* **Pointing entries for named objects**
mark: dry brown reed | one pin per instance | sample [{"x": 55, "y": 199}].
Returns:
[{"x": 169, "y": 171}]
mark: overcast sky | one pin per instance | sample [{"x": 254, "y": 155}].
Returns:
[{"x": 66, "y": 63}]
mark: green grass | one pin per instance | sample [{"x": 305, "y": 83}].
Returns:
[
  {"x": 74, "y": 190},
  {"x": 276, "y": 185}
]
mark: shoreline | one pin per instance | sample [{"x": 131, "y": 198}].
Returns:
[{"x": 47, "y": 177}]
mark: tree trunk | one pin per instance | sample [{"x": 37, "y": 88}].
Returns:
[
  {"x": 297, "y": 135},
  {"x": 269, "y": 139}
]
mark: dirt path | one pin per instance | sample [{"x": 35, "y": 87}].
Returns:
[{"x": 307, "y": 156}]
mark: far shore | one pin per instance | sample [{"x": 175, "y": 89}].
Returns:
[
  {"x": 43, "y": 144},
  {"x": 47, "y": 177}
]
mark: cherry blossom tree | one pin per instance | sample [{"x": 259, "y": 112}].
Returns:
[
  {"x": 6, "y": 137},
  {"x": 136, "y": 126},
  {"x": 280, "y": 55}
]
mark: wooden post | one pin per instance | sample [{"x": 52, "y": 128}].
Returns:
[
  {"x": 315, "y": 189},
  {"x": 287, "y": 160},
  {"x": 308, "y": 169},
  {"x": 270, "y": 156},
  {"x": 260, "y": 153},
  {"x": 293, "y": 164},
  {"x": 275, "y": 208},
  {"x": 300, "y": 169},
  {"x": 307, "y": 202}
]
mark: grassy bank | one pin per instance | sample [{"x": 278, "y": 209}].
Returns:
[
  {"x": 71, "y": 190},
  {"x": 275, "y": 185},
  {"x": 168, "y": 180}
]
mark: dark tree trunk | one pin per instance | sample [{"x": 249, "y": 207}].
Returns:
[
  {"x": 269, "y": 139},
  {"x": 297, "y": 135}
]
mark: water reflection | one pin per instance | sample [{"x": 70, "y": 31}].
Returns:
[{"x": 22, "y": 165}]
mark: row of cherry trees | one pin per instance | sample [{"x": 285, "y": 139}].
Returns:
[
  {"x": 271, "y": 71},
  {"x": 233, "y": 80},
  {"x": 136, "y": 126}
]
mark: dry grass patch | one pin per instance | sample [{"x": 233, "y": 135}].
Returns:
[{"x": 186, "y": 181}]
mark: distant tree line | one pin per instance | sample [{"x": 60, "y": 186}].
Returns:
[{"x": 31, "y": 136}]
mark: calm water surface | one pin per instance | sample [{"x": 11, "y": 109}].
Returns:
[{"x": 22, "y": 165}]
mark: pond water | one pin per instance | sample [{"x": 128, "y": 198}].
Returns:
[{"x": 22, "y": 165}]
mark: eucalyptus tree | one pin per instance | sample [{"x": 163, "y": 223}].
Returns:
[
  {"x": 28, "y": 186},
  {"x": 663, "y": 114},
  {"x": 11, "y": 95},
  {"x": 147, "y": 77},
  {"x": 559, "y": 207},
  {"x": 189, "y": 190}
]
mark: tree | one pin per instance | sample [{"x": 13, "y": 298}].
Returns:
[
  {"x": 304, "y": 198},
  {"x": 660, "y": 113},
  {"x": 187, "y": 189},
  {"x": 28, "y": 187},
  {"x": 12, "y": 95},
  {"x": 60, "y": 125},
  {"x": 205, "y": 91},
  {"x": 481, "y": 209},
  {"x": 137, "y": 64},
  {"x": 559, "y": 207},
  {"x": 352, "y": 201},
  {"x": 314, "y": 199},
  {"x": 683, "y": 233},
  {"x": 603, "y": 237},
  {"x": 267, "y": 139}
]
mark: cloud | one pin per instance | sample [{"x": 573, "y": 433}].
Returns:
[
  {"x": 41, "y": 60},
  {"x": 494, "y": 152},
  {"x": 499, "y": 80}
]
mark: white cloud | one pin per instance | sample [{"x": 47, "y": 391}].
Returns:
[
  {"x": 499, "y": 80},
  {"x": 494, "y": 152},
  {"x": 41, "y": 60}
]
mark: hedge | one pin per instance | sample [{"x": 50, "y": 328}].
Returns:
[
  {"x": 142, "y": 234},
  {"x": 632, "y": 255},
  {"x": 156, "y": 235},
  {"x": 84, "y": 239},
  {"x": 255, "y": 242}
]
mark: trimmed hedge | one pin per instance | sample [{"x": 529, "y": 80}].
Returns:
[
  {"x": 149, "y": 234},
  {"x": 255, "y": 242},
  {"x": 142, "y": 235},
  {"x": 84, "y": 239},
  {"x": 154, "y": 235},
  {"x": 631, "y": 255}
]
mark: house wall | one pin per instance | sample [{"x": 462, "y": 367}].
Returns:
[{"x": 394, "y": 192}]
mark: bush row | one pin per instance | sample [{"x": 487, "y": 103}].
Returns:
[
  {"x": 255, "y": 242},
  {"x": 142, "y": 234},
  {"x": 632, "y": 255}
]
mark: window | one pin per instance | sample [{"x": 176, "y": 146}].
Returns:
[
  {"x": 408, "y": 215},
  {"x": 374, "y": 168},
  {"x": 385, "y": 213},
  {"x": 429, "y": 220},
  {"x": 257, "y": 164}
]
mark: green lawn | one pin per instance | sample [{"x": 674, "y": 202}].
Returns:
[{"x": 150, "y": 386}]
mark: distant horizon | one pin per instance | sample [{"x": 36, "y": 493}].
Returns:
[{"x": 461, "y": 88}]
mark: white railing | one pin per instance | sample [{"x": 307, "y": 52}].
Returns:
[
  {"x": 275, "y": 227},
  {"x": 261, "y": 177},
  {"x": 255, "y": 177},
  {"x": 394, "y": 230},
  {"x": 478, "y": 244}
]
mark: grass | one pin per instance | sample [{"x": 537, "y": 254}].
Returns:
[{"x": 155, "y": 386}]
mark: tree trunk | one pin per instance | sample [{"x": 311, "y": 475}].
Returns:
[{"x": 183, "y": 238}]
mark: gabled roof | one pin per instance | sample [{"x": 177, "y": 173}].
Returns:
--
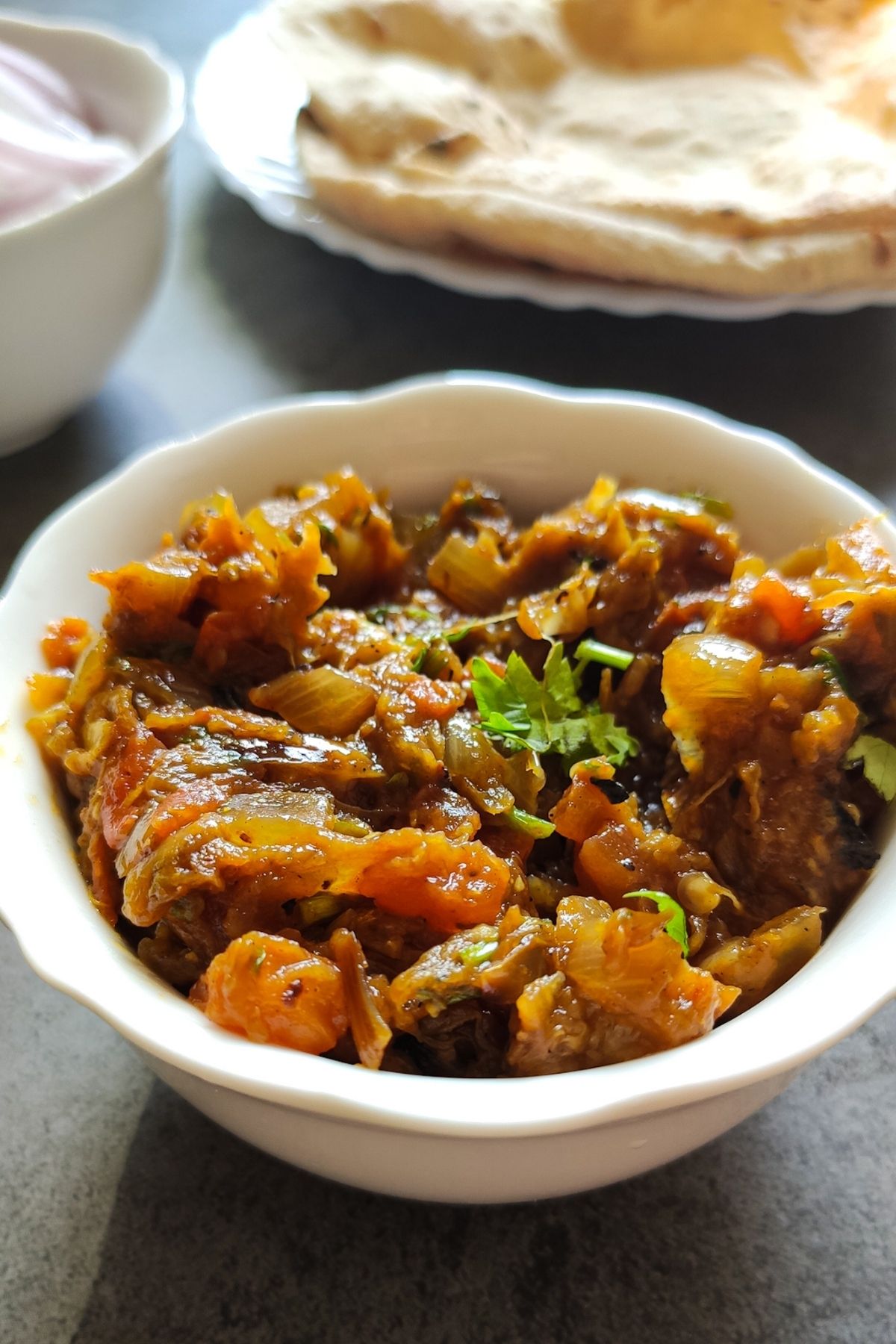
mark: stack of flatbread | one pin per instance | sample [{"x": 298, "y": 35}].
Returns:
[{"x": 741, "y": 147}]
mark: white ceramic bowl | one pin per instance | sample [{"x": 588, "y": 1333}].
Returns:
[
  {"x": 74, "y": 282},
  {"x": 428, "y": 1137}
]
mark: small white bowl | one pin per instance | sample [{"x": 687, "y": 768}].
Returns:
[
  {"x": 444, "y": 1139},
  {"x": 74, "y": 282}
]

* **What to work on**
Identify each line in the records that contains the string "green" with the same capitalization, and copy those lines.

* **Response to the exercise**
mark: green grass | one pin per instance | sample [{"x": 305, "y": 83}].
mark: green lawn | one pin per instance | sample [{"x": 674, "y": 202}].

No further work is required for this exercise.